- Directions for this task
Please list each line in the listing below that contains the string "spot", treating uppercase and lowercase as different.

- Entries
-.-.-

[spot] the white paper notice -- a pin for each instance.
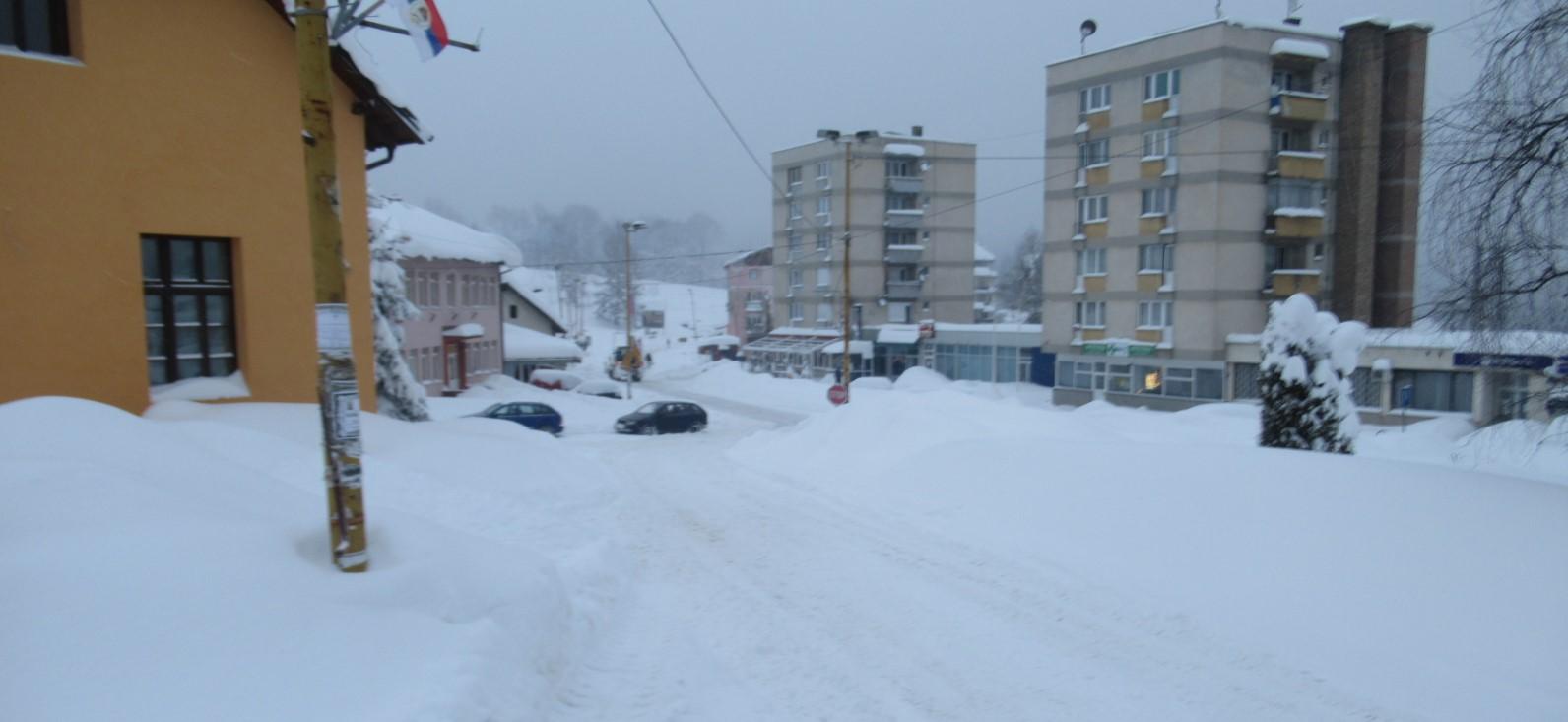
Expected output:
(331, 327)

-.-.-

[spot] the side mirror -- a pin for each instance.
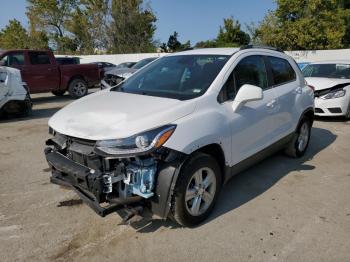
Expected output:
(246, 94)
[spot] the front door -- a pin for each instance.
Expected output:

-.-.-

- Solution to the problem
[spot] the white paper notice -- a pin for each instance.
[spot] the side mirror -- a pin for each instance.
[spot] the front door -- a pin for each instance.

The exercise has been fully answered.